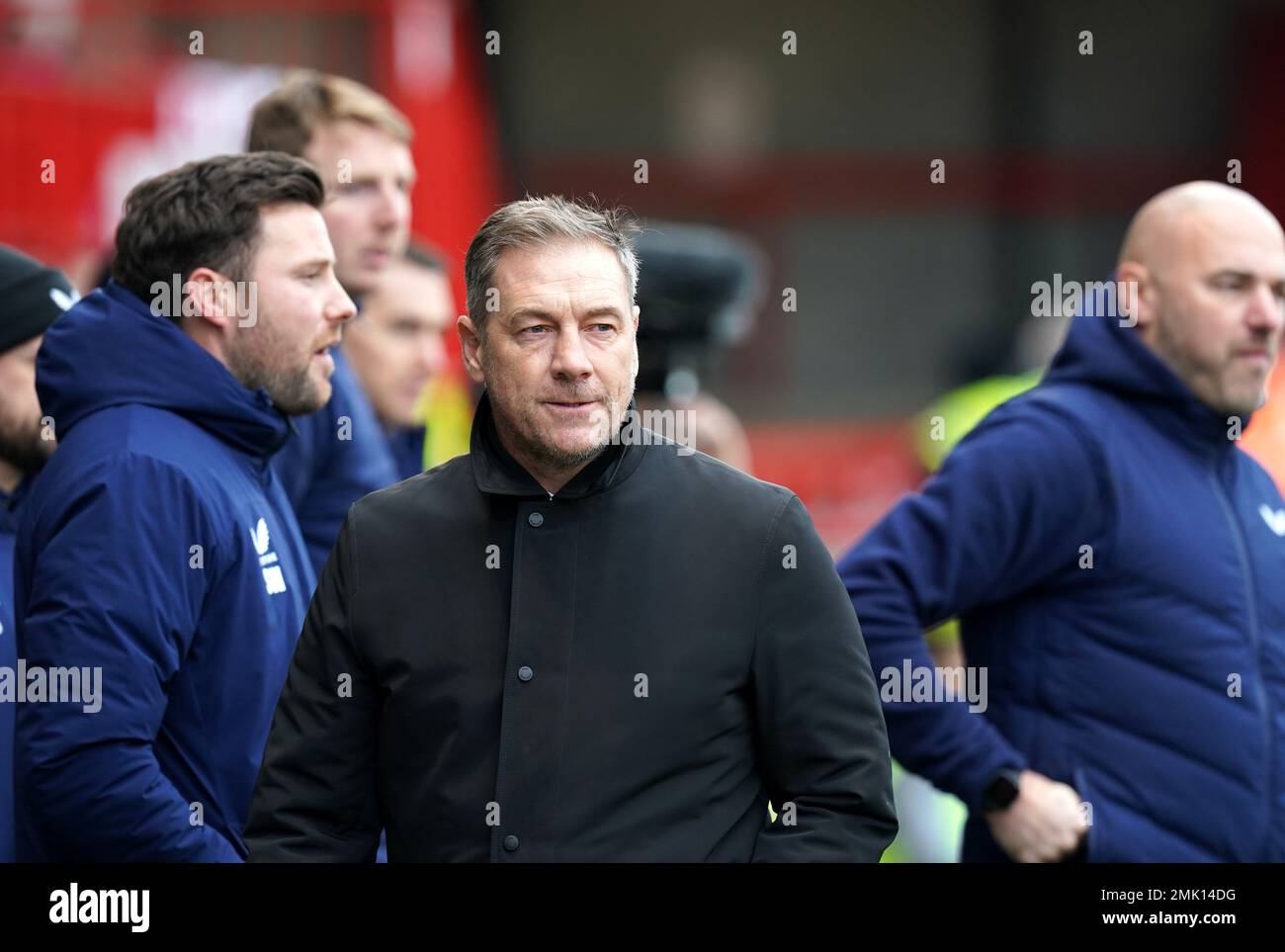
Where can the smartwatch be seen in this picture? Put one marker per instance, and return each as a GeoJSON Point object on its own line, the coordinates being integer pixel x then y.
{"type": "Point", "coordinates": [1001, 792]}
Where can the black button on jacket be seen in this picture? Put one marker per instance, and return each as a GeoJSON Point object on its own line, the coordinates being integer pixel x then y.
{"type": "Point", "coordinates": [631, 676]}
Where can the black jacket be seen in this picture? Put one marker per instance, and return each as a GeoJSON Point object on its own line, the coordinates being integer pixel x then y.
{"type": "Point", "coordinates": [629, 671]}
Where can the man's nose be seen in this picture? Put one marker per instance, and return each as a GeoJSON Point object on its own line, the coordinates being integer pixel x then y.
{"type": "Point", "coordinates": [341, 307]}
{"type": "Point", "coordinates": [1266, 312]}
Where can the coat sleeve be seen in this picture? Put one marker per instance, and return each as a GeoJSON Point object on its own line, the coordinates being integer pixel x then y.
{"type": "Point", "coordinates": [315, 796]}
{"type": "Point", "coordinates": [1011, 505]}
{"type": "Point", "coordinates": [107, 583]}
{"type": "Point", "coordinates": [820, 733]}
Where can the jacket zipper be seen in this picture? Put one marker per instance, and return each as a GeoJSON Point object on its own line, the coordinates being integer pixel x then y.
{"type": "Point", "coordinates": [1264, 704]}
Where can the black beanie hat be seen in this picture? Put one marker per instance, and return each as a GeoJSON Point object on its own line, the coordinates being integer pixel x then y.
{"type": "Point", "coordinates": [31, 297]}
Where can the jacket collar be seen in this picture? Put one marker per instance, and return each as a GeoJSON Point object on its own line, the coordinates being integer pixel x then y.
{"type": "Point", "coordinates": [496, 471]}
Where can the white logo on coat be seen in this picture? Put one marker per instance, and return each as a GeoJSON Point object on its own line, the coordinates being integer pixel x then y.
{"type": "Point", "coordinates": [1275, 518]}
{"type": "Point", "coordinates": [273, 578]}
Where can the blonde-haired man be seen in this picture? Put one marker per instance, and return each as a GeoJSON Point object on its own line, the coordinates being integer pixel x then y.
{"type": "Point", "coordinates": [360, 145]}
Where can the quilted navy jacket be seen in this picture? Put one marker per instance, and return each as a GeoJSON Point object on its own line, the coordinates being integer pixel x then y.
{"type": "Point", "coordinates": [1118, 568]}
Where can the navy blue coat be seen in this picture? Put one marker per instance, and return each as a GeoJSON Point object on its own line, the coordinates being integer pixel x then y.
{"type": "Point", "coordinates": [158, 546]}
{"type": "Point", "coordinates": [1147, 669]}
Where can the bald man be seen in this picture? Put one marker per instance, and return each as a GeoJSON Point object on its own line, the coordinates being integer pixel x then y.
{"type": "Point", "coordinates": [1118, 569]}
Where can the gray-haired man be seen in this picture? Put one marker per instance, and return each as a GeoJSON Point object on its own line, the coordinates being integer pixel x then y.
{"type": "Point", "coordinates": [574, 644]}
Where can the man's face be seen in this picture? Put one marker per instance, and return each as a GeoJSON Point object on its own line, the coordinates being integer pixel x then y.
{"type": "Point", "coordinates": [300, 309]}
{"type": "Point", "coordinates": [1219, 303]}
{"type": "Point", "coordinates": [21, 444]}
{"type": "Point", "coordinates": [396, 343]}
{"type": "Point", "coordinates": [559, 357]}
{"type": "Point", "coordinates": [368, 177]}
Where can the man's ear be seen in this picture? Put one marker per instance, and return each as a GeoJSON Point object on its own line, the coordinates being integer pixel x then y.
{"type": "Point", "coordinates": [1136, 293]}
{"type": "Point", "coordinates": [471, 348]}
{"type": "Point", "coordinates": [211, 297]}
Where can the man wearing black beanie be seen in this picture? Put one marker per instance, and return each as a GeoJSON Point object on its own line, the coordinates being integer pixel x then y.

— Direction —
Quote word for word the stretch of the records above from the line containing "Where can the navy" through the last line of the records, including both of those lines.

— Answer to the problem —
Where can the navy blue coat be seen in this picture? Put one marker per instance, and return each as a GeoJSON Point object on its own line, the coordinates being integer pixel x then y.
{"type": "Point", "coordinates": [158, 546]}
{"type": "Point", "coordinates": [1147, 669]}
Where can the bald man be seen in this picture? Put one marker per instance, and return each as a GeoJSON Point object on its own line, the coordinates being integer pixel x then y.
{"type": "Point", "coordinates": [1118, 569]}
Where can the gray-haired man be seen in this picture? Put one marker per instance, and return each as a GeoJSON Point object on its own line, the coordinates being integer pixel x then y.
{"type": "Point", "coordinates": [574, 644]}
Where can the man's face be seen in this picture? Put one marker per instance, and return each as a GeoJSON Point object on its own line, the coordinates being integer pixel x then y.
{"type": "Point", "coordinates": [300, 309]}
{"type": "Point", "coordinates": [1219, 303]}
{"type": "Point", "coordinates": [21, 444]}
{"type": "Point", "coordinates": [396, 343]}
{"type": "Point", "coordinates": [559, 357]}
{"type": "Point", "coordinates": [368, 177]}
Where can the man's ear be seen in this picture? Put one marker per instance, and return each as a GeoJSON Point object on its own line, the coordinates being integer pixel x then y.
{"type": "Point", "coordinates": [1136, 293]}
{"type": "Point", "coordinates": [471, 348]}
{"type": "Point", "coordinates": [211, 297]}
Where can the man wearing black beanie be seen in this picture? Put one marker per instance, and return each as a GeoJSON Point object on its own line, the coordinates being integer pixel x then y.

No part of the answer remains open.